— START OF Material for this task —

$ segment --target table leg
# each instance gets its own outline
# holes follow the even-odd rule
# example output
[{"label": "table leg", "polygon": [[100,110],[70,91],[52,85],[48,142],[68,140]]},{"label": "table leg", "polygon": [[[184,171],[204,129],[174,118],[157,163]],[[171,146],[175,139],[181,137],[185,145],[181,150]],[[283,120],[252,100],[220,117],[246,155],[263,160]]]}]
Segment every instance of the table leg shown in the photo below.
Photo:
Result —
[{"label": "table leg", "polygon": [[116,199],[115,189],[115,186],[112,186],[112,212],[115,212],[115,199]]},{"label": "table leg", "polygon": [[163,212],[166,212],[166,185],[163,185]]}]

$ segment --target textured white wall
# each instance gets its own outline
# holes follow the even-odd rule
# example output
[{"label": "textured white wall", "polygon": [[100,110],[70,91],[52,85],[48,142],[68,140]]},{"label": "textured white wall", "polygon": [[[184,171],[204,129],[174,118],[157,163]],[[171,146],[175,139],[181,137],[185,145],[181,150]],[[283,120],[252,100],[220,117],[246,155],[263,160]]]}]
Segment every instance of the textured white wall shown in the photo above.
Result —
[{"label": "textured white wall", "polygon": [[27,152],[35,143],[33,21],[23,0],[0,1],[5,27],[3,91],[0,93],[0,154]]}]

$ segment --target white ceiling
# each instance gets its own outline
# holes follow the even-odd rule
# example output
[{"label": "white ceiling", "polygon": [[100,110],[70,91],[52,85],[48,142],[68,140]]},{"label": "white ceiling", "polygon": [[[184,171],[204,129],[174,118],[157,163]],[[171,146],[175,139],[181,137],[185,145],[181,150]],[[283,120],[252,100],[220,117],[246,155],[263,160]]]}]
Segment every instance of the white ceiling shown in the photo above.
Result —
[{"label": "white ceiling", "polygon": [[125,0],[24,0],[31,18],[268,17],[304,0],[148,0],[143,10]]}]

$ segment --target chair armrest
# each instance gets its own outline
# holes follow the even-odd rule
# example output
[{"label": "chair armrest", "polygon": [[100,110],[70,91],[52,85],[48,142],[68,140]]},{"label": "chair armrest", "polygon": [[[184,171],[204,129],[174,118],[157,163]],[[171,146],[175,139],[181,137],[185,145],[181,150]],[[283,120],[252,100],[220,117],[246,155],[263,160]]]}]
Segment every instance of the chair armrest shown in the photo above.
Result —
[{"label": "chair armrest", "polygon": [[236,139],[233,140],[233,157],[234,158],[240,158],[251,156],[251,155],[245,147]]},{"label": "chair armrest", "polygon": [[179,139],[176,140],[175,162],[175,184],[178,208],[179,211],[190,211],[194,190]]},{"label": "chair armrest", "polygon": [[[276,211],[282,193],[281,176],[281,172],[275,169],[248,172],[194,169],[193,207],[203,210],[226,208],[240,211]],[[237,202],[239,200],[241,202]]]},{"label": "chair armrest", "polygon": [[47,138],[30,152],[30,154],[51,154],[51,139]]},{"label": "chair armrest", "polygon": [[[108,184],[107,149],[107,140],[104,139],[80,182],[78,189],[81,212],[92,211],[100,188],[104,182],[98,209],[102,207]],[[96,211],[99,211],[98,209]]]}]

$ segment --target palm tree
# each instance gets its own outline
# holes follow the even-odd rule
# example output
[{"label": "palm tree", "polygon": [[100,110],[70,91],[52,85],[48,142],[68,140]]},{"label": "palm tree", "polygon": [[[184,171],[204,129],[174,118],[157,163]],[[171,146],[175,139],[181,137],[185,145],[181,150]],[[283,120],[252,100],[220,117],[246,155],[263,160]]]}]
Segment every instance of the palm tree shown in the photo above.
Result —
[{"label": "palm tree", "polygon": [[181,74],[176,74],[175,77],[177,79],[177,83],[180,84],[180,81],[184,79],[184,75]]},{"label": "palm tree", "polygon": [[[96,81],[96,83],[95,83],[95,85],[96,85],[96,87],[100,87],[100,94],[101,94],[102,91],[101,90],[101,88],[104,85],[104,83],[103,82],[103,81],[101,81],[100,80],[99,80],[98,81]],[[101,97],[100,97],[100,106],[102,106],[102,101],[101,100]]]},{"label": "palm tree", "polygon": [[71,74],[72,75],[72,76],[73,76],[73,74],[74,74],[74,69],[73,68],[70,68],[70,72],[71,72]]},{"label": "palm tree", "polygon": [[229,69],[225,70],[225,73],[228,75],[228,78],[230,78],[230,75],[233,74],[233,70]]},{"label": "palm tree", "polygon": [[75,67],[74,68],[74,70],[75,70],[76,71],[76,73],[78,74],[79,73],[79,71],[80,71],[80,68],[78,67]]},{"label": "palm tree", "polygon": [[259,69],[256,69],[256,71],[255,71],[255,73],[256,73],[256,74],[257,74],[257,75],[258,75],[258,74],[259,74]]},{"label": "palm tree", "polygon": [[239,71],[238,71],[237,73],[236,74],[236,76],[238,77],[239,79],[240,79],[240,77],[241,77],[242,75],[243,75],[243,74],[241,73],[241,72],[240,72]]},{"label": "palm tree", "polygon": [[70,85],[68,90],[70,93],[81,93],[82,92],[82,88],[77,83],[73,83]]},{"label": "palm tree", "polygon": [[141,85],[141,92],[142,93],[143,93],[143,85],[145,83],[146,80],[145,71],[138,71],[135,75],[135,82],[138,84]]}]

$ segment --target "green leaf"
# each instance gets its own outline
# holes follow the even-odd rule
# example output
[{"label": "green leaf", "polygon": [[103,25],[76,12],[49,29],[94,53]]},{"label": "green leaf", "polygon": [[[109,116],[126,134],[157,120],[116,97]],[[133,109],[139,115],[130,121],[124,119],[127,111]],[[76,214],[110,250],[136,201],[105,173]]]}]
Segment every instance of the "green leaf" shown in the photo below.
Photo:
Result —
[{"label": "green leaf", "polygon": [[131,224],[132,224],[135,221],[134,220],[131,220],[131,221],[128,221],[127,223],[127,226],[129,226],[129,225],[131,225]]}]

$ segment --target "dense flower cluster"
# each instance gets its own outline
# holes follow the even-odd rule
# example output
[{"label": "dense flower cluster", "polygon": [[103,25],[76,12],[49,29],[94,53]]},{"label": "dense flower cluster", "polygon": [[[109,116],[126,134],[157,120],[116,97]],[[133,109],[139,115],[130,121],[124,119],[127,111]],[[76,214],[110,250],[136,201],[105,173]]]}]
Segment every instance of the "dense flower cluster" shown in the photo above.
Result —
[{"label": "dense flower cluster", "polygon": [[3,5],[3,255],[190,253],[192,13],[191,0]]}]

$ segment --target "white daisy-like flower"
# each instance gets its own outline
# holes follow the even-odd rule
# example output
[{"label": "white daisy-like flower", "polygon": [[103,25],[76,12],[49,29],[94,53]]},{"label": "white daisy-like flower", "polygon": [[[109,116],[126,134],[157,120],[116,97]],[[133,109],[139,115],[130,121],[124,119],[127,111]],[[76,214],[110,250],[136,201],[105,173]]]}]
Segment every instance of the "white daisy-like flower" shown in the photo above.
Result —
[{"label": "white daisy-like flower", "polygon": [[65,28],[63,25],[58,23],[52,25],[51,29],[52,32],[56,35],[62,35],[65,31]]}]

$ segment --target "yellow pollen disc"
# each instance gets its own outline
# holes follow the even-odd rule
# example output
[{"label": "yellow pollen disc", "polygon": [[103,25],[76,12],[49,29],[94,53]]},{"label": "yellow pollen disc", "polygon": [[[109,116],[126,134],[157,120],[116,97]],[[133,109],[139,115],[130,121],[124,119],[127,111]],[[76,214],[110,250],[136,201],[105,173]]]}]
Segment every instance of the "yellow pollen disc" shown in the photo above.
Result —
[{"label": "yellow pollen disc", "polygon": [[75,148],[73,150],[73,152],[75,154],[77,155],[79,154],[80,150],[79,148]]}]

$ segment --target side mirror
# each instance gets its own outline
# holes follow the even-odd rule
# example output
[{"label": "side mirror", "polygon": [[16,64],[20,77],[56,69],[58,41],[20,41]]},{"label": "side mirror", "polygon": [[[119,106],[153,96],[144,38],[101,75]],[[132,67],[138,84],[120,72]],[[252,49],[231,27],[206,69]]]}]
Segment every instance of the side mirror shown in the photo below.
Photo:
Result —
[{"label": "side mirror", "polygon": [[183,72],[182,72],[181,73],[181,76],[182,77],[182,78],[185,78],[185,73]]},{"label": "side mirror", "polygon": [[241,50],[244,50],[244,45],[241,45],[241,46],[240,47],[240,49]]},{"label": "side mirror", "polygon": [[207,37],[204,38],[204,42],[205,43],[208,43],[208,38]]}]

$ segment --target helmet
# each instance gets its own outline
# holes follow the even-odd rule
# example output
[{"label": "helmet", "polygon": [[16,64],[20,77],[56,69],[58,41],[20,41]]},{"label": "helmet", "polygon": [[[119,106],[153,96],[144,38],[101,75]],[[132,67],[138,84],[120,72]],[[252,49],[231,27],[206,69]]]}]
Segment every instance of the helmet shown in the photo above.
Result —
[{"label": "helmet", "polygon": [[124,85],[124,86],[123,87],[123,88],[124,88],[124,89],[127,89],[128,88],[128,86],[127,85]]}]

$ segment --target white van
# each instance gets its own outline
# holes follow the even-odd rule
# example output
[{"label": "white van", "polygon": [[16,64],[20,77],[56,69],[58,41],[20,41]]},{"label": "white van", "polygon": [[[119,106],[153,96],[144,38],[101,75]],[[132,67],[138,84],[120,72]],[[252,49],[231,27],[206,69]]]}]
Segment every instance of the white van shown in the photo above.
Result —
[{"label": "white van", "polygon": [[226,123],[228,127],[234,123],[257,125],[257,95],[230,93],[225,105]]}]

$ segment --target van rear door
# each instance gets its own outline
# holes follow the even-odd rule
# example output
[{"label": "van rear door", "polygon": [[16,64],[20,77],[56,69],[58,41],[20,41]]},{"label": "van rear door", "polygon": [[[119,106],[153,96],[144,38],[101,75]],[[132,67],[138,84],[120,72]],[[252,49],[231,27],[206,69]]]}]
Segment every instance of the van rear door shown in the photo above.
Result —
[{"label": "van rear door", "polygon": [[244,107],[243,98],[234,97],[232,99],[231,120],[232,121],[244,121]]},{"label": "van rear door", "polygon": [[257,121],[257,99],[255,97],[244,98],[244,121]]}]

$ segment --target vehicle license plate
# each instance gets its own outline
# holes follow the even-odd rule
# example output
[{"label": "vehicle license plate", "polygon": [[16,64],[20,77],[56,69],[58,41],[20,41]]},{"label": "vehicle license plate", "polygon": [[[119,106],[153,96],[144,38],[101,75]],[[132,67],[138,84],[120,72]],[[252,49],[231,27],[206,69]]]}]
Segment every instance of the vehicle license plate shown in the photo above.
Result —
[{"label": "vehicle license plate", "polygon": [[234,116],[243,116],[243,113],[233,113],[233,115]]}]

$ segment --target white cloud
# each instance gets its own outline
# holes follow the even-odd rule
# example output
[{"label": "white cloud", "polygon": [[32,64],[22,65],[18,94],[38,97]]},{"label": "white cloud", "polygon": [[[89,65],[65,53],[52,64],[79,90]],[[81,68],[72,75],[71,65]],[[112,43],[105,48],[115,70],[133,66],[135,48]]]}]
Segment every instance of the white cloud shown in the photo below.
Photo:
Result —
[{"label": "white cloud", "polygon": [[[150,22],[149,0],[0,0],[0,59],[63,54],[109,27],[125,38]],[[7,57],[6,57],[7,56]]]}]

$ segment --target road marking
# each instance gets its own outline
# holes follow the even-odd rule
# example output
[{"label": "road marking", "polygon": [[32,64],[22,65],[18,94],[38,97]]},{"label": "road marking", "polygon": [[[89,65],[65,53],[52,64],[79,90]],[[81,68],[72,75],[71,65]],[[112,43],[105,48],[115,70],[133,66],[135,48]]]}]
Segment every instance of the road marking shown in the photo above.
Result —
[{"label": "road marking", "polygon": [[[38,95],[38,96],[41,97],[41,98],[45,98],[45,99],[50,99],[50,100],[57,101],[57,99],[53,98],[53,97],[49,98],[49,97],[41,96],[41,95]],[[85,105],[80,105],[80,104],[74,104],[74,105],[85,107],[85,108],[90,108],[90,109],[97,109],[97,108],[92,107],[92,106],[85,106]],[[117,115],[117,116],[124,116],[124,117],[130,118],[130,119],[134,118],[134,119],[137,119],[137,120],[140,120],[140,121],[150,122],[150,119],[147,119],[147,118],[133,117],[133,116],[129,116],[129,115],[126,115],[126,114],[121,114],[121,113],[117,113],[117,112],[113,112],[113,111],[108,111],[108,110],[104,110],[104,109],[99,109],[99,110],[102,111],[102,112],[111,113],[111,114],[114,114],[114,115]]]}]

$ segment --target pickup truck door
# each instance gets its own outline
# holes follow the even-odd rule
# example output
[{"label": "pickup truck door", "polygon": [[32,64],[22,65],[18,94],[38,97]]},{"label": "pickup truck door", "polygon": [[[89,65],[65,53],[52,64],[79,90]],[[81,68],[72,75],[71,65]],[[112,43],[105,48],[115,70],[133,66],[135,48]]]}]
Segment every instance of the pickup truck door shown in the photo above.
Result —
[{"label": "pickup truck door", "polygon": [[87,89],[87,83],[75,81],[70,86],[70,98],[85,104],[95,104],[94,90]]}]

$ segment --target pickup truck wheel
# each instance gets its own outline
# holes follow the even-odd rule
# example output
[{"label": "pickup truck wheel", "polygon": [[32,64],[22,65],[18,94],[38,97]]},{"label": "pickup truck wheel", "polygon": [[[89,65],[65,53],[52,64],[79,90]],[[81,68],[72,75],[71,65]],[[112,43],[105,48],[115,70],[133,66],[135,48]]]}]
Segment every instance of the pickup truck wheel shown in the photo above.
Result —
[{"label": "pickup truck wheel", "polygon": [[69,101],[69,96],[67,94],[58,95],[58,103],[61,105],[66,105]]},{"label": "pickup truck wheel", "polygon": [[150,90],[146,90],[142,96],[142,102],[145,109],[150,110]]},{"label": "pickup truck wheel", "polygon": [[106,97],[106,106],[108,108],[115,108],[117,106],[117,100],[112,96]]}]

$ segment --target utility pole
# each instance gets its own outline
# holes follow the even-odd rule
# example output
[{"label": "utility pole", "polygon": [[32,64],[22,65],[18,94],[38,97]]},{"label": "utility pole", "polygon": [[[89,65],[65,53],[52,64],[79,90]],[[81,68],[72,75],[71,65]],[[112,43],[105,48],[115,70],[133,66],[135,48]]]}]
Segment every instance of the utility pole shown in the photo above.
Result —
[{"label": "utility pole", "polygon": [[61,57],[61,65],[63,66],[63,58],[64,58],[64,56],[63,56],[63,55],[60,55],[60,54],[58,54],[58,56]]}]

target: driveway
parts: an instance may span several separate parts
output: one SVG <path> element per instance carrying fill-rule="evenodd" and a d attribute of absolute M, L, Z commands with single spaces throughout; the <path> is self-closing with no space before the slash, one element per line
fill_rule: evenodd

— END OF Material for this task —

What the task requires
Exactly reproduce the lines that run from the line with "--target utility pole" through the last line of the records, inclusive.

The answer
$ segment --target utility pole
# each instance gets its own outline
# holes follow the even-odd rule
# example output
[{"label": "utility pole", "polygon": [[32,64],[22,65],[18,94],[38,97]]},{"label": "utility pole", "polygon": [[[89,65],[65,53],[52,64],[79,90]],[[81,68],[72,75],[71,65]],[[112,43],[105,48],[115,70],[133,66],[135,48]]]}]
Segment every instance of the utility pole shown in the photo above.
Result —
[{"label": "utility pole", "polygon": [[61,57],[61,65],[63,66],[63,58],[64,58],[64,56],[63,56],[63,55],[60,55],[60,54],[58,54],[58,56]]}]

target: driveway
parts: an instance may span several separate parts
output: one SVG <path> element per instance carrying fill-rule="evenodd" and a d attribute of absolute M, L, Z commands with single spaces throughout; the <path> is self-closing with no space before the slash, one element per line
fill_rule: evenodd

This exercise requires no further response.